__Dataset records__

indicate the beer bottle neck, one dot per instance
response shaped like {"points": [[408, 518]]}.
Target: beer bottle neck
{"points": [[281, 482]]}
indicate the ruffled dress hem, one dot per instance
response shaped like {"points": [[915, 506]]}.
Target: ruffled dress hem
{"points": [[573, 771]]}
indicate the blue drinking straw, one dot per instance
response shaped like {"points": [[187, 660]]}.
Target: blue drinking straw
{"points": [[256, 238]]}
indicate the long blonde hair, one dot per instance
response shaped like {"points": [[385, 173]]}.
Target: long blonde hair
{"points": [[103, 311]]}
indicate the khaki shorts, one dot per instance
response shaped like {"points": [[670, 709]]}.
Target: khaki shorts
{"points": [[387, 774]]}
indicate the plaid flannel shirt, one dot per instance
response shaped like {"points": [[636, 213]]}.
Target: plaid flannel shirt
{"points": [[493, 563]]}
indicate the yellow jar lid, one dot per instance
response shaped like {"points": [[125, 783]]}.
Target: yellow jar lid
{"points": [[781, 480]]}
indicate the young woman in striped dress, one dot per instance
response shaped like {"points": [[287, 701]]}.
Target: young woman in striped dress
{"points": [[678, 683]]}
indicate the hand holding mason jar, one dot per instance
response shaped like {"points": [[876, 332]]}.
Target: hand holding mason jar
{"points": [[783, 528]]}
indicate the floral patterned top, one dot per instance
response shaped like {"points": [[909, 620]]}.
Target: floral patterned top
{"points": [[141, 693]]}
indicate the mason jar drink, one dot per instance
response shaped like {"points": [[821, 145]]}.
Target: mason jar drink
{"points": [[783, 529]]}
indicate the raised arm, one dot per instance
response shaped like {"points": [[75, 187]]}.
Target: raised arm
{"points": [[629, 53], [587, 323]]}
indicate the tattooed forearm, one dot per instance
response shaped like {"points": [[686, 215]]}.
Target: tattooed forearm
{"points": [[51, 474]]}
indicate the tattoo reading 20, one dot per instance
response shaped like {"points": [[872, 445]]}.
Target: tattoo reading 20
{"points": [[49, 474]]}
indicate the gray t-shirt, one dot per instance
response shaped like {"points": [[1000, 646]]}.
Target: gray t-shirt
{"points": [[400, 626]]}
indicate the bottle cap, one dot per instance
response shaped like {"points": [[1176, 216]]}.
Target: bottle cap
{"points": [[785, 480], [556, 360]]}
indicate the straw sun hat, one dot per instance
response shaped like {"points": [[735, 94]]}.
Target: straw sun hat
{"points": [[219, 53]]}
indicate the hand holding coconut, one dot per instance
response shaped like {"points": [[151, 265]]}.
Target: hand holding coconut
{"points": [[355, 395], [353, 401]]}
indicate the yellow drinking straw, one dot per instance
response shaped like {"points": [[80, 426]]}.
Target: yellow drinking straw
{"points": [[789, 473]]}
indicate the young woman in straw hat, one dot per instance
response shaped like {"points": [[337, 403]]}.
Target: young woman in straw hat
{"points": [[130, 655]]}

__What to do__
Reproduce the stretch from the line containing "indicate the tattooed" through the end of the records, swapping every "one dot per instance" for "a single dot per instance" and leaving everything else unchanged.

__Output of the exercise__
indicate the tattooed forearm, a single dot per instance
response shaped like {"points": [[686, 215]]}.
Target: tattooed forearm
{"points": [[51, 474]]}
indicate the tattoo reading 20, a single dot per instance
response shaped like {"points": [[872, 445]]}.
Target: tattoo reading 20
{"points": [[49, 474]]}
indicate the gray t-shirt, a single dot per instance
response shaped like {"points": [[1000, 646]]}.
Target: gray t-shirt
{"points": [[400, 626]]}
indicate the bottle cap, a single dot per instance
response shaped like {"points": [[1176, 216]]}.
Target: bottle cap
{"points": [[785, 480], [556, 360]]}
indicate the straw sun hat, a single dot per instance
response shaped like {"points": [[735, 94]]}.
Target: straw sun hat
{"points": [[219, 53]]}
indicate the hand holding coconut, a single dot per instance
response shaped like {"points": [[151, 265]]}.
Target: hand holding coconut
{"points": [[355, 395], [353, 401]]}
indicate the yellow drinking straw, a single dot per instance
response shaped like {"points": [[80, 426]]}.
Target: yellow drinking straw
{"points": [[789, 473]]}
indicate the young woman in straw hat, a single dot per instance
response shaped like {"points": [[337, 403]]}.
Target: young woman in straw hat
{"points": [[130, 655]]}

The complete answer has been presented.